[TASK INPUTS Boundary: Start]

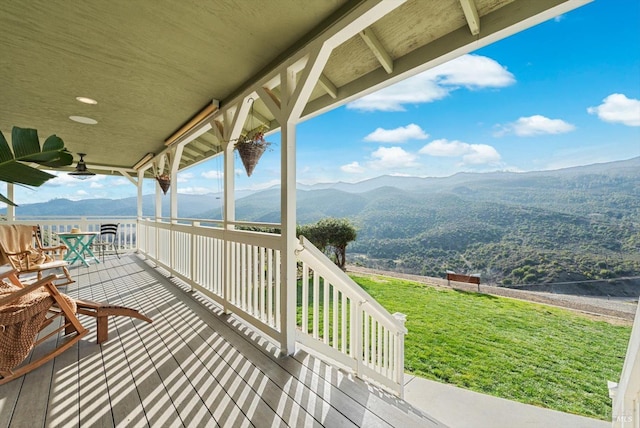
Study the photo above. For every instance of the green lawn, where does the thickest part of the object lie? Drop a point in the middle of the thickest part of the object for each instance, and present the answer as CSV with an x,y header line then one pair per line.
x,y
522,351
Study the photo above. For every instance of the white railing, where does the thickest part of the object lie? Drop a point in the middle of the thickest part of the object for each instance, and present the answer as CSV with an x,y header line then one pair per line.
x,y
337,318
626,393
51,226
239,270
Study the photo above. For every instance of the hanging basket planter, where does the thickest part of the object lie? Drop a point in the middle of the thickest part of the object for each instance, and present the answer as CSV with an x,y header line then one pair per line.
x,y
164,181
250,151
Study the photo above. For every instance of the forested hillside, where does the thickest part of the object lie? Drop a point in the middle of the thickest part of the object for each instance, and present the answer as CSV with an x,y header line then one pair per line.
x,y
513,228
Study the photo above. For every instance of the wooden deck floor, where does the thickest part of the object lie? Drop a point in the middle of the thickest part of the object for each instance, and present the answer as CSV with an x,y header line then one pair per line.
x,y
193,366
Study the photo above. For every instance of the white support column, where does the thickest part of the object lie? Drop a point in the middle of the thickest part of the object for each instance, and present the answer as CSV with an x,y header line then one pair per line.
x,y
175,165
159,191
289,239
11,210
140,195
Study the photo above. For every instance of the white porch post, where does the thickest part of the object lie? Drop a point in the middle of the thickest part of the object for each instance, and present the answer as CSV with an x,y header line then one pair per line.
x,y
234,118
175,165
288,256
140,196
159,192
11,210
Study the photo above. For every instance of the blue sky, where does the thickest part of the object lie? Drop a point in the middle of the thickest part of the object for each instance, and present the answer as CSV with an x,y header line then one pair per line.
x,y
561,94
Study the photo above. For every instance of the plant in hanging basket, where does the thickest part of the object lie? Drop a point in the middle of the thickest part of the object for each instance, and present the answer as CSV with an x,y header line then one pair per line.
x,y
164,181
250,148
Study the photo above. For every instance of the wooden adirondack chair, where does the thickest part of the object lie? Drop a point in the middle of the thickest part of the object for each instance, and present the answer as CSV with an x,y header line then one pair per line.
x,y
21,247
24,313
26,310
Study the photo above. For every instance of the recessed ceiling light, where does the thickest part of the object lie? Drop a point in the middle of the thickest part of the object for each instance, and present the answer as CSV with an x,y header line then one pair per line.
x,y
86,100
82,119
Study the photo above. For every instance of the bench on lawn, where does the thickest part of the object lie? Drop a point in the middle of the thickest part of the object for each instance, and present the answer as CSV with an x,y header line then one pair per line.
x,y
470,279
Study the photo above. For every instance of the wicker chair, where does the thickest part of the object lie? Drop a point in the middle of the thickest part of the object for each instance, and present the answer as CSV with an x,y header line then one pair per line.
x,y
25,311
21,247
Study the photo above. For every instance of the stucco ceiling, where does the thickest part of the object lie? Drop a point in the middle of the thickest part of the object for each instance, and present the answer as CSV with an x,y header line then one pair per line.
x,y
152,65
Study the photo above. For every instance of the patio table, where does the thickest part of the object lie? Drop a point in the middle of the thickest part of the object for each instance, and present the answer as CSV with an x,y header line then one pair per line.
x,y
79,244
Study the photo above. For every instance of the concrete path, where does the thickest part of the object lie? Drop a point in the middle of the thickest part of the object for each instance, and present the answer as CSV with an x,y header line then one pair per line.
x,y
458,408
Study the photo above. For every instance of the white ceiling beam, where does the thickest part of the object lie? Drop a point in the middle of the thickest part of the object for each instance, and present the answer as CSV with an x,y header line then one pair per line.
x,y
126,175
471,14
378,50
328,86
497,25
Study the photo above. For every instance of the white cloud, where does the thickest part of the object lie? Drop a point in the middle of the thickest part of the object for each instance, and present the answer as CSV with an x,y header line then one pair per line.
x,y
195,190
534,125
392,157
470,71
397,135
262,185
471,154
353,168
213,174
121,182
617,108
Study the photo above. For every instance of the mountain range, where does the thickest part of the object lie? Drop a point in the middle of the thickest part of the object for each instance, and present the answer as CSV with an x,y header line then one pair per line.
x,y
568,224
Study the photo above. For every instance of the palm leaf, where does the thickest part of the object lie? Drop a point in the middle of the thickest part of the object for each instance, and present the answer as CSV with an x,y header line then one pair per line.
x,y
26,148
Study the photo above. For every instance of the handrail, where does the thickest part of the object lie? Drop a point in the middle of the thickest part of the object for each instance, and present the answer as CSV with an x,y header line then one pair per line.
x,y
307,252
341,321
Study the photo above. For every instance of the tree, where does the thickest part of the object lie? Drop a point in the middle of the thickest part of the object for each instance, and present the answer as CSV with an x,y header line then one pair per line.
x,y
26,149
331,235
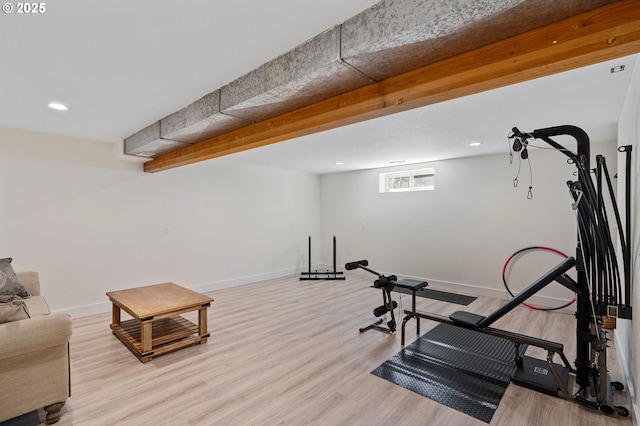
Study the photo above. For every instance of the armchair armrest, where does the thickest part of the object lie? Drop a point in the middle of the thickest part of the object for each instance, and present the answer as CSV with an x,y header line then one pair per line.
x,y
34,334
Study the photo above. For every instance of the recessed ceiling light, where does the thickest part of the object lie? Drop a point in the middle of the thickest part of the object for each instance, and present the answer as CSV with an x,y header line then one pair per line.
x,y
58,106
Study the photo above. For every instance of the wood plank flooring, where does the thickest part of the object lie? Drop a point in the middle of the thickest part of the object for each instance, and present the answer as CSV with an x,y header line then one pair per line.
x,y
289,352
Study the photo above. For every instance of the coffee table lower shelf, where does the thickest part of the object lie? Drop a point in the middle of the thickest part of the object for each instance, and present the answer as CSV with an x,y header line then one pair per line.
x,y
168,334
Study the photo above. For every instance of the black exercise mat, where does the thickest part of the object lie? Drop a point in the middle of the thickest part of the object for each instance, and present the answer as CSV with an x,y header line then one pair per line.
x,y
462,369
443,296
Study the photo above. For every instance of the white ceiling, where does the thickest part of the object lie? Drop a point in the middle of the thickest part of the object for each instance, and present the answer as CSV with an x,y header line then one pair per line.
x,y
121,65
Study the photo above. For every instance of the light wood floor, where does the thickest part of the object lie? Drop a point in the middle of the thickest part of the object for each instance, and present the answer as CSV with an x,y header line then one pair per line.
x,y
289,352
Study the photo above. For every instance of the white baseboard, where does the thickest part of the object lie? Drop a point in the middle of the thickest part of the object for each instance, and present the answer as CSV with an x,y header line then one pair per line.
x,y
460,288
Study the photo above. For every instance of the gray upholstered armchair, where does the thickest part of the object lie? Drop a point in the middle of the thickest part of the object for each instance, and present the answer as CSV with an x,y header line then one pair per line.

[TASK INPUTS Boundary: End]

Exclude the pictures, then retype every record exactly.

*RESULT*:
Study the photo above. For every instance of the green lawn, where does the thickest part of the object lie? Drop a point in the middle of the thickest part of the object for each instance, and present the answer as CSV with an x,y header line then one pair per line.
x,y
522,351
Study the photo above. For every instance of the white railing, where does the thickest part of the object lie? Drop a point in the middle of the thickest part of the object for each instance, and present the answer as CSV with an x,y header line then one pair per line.
x,y
337,318
626,393
51,226
239,270
Study the photo above. For every instance of the hanging basket planter, where does the thickest part of the object lie? Drop a point in the middle of the thickest part of the object for each instance, and present the answer as CSV with an x,y header line then one pair per line.
x,y
164,181
250,151
Study the photo above. For every instance of the forested hillside, where does the thickest part of the object lie? Drop a point in the middle of the thickest part of the object for each instance, and present the answer as CSV with an x,y header line then one pair per line.
x,y
513,228
Study the photo above. For every instance of the wooden deck floor, where does the thickest part of the object lie? Drop a point in the middle of the thickest part of the object for each instance, and present the answer as CSV with an x,y header line then one pair per line.
x,y
193,366
Study the photo above. For every instance of the white support column, where does the thickest part of the object lie? Drop a point in the middle of the thickest part of the object for each instance, and present the answer as CSV with an x,y header line then one pair per line.
x,y
175,165
159,191
289,239
11,210
140,195
Study the photo above. For every instance of the white porch post, where does the thickest part of the object lie? Drop a point in the middle of the thickest part of the object for each instance, and present the answer as CSV with an x,y header line then one pair per line.
x,y
234,118
175,165
288,256
140,196
159,192
11,210
Study the photo above. For every instance of the blue sky, where does the thickest part of the object lie? Drop a point in the middle of the thickest part of the object for each instance, and present the answer as CSV with an x,y header line then one pair per line.
x,y
561,94
Study the photo above. For every instance of the plant in hanging basket, where does the thickest part of the object lie? Drop a point in the middle of the thickest part of the object for each instance, and present the answer as CSV with an x,y header line then one pair per line.
x,y
164,181
250,148
Study the photo above. For every instance of the wooden adirondack chair, where does the thickest part of the object lie? Drop a point in the middle of the thickest part of the object for each instance, and present the answer as CSV with an x,y header line then one pair per line.
x,y
21,247
24,313
26,310
Study the photo above. For every instance of the recessed ceiling light, where does the thickest part of the object lie? Drop a point in the middle of the thickest part of the object for each instance, and present the answer as CSV with an x,y header line then one pair per line.
x,y
86,100
82,119
Study the photo above. For every instance of the bench on lawn, where does the thickest part of the object lie? Drop a point in the middle of the thickest part of the object for each instance, and present the answer as CSV with an x,y header line then one pair per line.
x,y
470,279
Study the photo above. For every instance of the wicker chair, where does the thickest part of the object lie? Drop a point in the middle of the thickest part of the object for each instance, and present the answer as CSV with an x,y header line then one pair per line.
x,y
25,311
21,247
Study the photo above. For every instance of the stucco ceiling, where does the thickest part of the object lie? Drop a point in the middle of the thickest part of the object for each instance, and present the answer as CSV with an x,y header line then one pair per line.
x,y
152,65
Study the photo above. For every instance of the patio table, where does the thickest part of the object lie? Drop a point in the middle of the thickest part of the object for each instance, and present the answer as CSV with an x,y header line then one pair per line.
x,y
79,244
Study the photo above. For every instance of the concrete path, where does the thickest part of the object lie? Drop a point in the middle of the thickest part of the object for each instance, and present the answer as CSV with an x,y header line then one pair per line.
x,y
458,408
Study the photo above. For every instance of the white ceiling beam, where does the thickest part of the object lie? Drop a point in the middle of the thickest part of the object for each instance, and present the answer as CSV with an x,y header line then one pair per line.
x,y
126,175
471,14
378,50
328,86
497,25
Study the photo above. For every instance of the white cloud, where does the thickest part of the object lie? Drop a point in the middle of the thickest part of the object for each instance, and present the answer as CSV with an x,y header line then one pair per line.
x,y
195,190
534,125
392,157
470,71
397,135
262,185
471,154
353,168
213,174
121,182
617,108
Study the photo above. For every instance of the mountain range, where does the thickest part of the object lie? Drop a point in the middle of the thickest part of the object for each instance, and present the answer as CSV with an x,y header line then one pair per line.
x,y
568,224
Study the photo above. For every instance of the palm leaf, where does the thickest part of the object lie? Drop a point in the middle of the thickest part of the object for each instance, and present the answer as CSV with an x,y header line then one pair per line.
x,y
26,148
Study the photo above. For every instance of the handrail, where does the thickest part of the object lie? Drop a point in the middle of the thickest part of the object for each instance, and present the answer as CSV with an x,y header line then one pair per line.
x,y
307,252
341,321
Study the photo above. For every instance of the tree, where does the thickest part of the object lie? Drop a point in the middle of the thickest part of the object for each instance, and present the answer as CSV with an x,y header line then one pair per line.
x,y
26,149
331,235
Study the photo above. For every instance of the armchair armrest, where does the thickest part of the object lie? Drop a point in the middle of the thickest part of the object for each instance, and present the answer as CSV with an x,y header line then one pair per line.
x,y
34,334
Study the photo above. For every instance of the recessed ceiling light, where does the thickest part of the object lie? Drop a point in the middle of the thickest part of the object for each instance, and present the answer as CSV with an x,y header line then one pair per line.
x,y
58,106
Study the photo above. For every instance of the wood plank flooring, where does the thickest part of the object lie? Drop a point in the middle of the thickest part of the object for each instance, and present the answer as CSV with an x,y header line then one pair per line.
x,y
289,352
Study the photo above. For every instance of the coffee table lower shelf, where does the thickest part of the object lie? Drop a point in the middle of the thickest part of the object for each instance, and present the answer as CSV with an x,y header line then one pair per line.
x,y
168,334
Study the photo above. For every instance of the black exercise mat, where does the thickest part of the object lie? Drop a point in the middle of the thickest part of the object for each instance, and present the answer as CSV with an x,y header line then one pair per line.
x,y
462,369
443,296
Study the photo above. For every instance of the white ceiling, where does the thickest part of the object lie? Drop a point in the middle of the thickest part of the object for each instance, and present the answer as CSV with an x,y header line then one pair per line.
x,y
121,65
Study the photo above. For every instance of the light wood floor, where does the thickest part of the object lie? Drop a point in the middle of the thickest part of the object for each instance, and present the answer as CSV with an x,y header line then one pair per line.
x,y
289,352
Study the photo above. For every instance of the white baseboard, where does the thickest part of the object lie? Drop a point in the middle of the thickest part of the object for each instance, and present the answer as CSV with an x,y header line then one pair per line.
x,y
460,288
Study the photo above. For every instance of the gray upholstered armchair, where does the thickest part of the object lie? Drop a point in the middle of the thickest part of the object for each instance, and present the answer as CSV with an x,y header line then one pair per line.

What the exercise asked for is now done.